══ Dataset extract ══

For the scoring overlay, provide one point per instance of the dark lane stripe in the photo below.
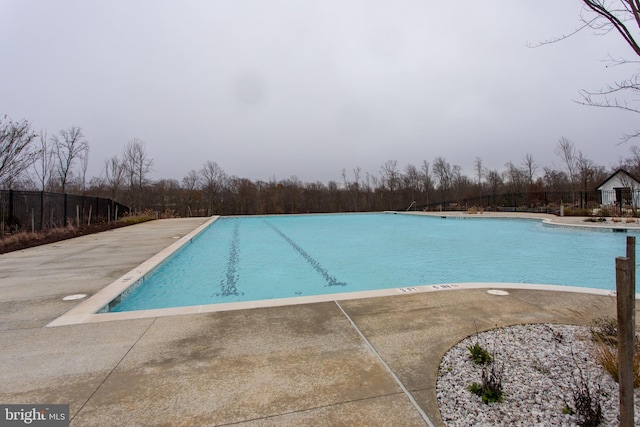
(331, 280)
(229, 284)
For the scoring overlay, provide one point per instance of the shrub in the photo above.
(490, 390)
(587, 407)
(479, 355)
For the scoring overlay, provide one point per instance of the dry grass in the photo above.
(27, 236)
(604, 333)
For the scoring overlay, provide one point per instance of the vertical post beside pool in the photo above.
(625, 302)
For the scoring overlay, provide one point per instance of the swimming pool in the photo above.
(270, 257)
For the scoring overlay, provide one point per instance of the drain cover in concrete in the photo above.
(497, 292)
(74, 297)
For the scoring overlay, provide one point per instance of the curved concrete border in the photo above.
(86, 313)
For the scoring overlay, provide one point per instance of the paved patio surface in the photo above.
(355, 362)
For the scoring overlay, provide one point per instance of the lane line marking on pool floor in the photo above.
(423, 414)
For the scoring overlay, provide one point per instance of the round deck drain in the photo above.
(74, 297)
(497, 292)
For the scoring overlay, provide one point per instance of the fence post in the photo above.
(625, 296)
(64, 218)
(10, 216)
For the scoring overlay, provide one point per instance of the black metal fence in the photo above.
(617, 202)
(36, 210)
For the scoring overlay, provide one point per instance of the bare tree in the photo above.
(84, 165)
(621, 17)
(530, 167)
(389, 174)
(479, 170)
(16, 153)
(113, 175)
(213, 178)
(137, 165)
(444, 175)
(44, 163)
(69, 146)
(566, 150)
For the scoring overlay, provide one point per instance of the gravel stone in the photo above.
(541, 366)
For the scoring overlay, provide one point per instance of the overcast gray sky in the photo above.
(275, 88)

═══

- Work instructions
Copy every line of the records above word for word, leaving the picture out.

- Result for this exercise
For the scoring overlay, provide one point per instance of the dark lane stripe in the photo below.
(331, 280)
(229, 284)
For the scoring overlay, provide one point per instance of the shrub in the photo above.
(490, 390)
(587, 407)
(479, 355)
For the scoring overlay, provide one point per instance of the dry grass in the photo above.
(27, 236)
(604, 333)
For the scoring overlay, provide one point per instance of the vertical post beside pool in the photo above.
(625, 302)
For the scoring overlay, provide one point per instance of the swimming pool in the photo above.
(270, 257)
For the scoring overlay, provide one point per instance of the drain cover in concrete in the photo above.
(497, 292)
(74, 297)
For the scoring overlay, provide one point per instance of the curved concrete border in the photo above.
(86, 313)
For the scoring overlay, provide one point per instance of the paved patio surface in the photo above.
(355, 362)
For the scoring overlay, provide one point per instance of the lane line marking on pool floor in the photo above.
(423, 414)
For the scoring overlay, provide one point per instance of the round deck drain in the photo above.
(74, 297)
(497, 292)
For the scoring overlay, provide one point per instance of the fence post in the photo above.
(625, 296)
(64, 218)
(10, 216)
For the scoring overlay, provide one point per instance of the black metal fence in the photo above.
(617, 202)
(36, 210)
For the scoring overlay, provide one point per instance of the bare tree in the photo above.
(84, 165)
(621, 17)
(530, 167)
(389, 174)
(479, 170)
(16, 153)
(113, 175)
(213, 178)
(137, 165)
(444, 175)
(44, 163)
(69, 146)
(566, 150)
For the scoring overlay, provide one point per instance of the gravel stone in the photo above.
(541, 366)
For the scoring overlay, provide one point per instance of the overcast gray sky in the photo above.
(275, 88)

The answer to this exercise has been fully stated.